§ **INSTRUCTIONS TO FOLLOW**: Repeat the lines below word for word, starting with the line that contains "The function MUST provide one point per instance of the wheel" and continuing through the last line.

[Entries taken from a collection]
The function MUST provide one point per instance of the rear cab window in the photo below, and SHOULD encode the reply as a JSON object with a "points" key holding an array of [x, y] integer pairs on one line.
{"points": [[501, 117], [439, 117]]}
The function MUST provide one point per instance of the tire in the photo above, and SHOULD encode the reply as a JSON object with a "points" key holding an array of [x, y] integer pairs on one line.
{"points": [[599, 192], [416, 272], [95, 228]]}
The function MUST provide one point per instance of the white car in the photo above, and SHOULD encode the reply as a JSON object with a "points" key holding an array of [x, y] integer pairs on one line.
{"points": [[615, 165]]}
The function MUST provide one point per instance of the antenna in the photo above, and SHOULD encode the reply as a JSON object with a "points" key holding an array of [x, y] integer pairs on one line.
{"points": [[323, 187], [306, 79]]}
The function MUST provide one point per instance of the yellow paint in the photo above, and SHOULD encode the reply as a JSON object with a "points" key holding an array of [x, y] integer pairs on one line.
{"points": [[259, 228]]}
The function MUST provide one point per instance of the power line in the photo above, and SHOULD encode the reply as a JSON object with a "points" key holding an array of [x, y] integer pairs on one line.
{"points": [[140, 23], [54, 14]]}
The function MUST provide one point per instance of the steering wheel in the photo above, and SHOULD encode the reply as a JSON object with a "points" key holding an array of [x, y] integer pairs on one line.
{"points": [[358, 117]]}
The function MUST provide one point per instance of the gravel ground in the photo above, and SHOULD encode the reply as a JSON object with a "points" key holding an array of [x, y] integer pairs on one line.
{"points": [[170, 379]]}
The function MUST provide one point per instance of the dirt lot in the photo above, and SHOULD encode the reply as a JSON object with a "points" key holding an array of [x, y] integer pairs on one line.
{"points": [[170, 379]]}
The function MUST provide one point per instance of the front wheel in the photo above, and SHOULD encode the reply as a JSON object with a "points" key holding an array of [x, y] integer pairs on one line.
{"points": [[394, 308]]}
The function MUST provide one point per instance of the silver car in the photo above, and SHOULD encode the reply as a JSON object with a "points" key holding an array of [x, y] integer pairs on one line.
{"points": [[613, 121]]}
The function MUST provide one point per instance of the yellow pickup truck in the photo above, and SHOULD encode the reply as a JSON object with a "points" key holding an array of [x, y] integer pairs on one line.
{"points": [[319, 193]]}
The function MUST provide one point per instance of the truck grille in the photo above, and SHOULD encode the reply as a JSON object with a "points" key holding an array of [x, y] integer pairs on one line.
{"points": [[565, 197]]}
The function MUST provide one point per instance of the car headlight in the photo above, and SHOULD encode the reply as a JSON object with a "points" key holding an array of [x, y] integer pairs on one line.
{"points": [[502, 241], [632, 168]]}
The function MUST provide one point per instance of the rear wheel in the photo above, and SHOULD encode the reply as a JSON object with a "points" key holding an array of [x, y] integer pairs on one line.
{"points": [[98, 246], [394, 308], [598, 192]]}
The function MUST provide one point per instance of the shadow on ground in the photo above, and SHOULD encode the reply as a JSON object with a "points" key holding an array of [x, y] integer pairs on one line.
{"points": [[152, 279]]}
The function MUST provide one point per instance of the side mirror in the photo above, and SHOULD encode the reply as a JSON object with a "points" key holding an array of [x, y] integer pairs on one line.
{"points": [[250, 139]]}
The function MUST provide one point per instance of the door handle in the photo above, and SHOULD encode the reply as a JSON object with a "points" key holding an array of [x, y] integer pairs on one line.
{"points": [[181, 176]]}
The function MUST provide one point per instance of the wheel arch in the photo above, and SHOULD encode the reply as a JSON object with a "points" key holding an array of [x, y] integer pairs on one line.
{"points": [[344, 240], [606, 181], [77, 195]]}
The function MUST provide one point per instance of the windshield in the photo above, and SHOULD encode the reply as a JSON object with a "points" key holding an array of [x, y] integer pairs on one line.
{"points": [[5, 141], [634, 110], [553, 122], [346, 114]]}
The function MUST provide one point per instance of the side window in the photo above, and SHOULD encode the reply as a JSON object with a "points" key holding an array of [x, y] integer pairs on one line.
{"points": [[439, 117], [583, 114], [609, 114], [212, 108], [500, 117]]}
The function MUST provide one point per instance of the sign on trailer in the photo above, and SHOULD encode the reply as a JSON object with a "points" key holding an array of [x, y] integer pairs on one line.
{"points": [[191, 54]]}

§ **EXERCISE SOLUTION**:
The function MUST provide one point per instance of the wheel arch in the photo above, and SHOULD encode the reply as a JSON object with a "points" key holding an array of [x, y] integer pairs on one line.
{"points": [[344, 240], [606, 181], [77, 195]]}
The function MUST provide one point per instance of the windshield in the photo above, and SHOULD encode the reply as a JSON object with a "points" key holding an array of [x, y] integer pairs on one line.
{"points": [[5, 141], [634, 110], [553, 122], [346, 114]]}
The function MUST provide one point per instance of the side window in the photo above, and SHOULD encode the reply as a JSON object with a "points" key holding an array of [x, y] integer pairs on one line.
{"points": [[439, 117], [583, 114], [609, 114], [212, 108], [500, 117]]}
The function MUST provide one point per instance of the sign on trailer in the photo above, and SHOULD encode the reply as a JSON object with a "points" key holding an array of [x, y] integer pairs on one line.
{"points": [[191, 54]]}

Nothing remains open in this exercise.